*Task item*.
Pictures aside, output each record exactly.

▼

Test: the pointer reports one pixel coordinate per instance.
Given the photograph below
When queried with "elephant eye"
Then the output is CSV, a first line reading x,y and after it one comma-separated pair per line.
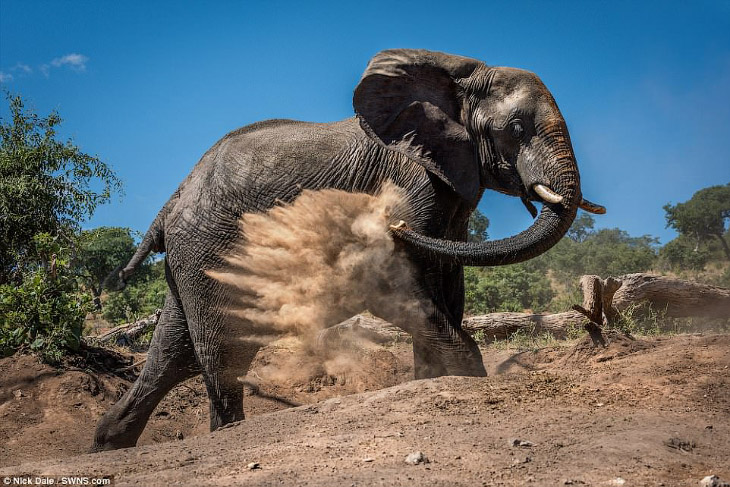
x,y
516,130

▲

*Final answer*.
Test: the pointer reports one pixel coordinate per instance.
Given the photograph below
When queried with "elephant eye"
Then the output is CSV, a first line reading x,y and after it one comma-separated pair per line.
x,y
516,130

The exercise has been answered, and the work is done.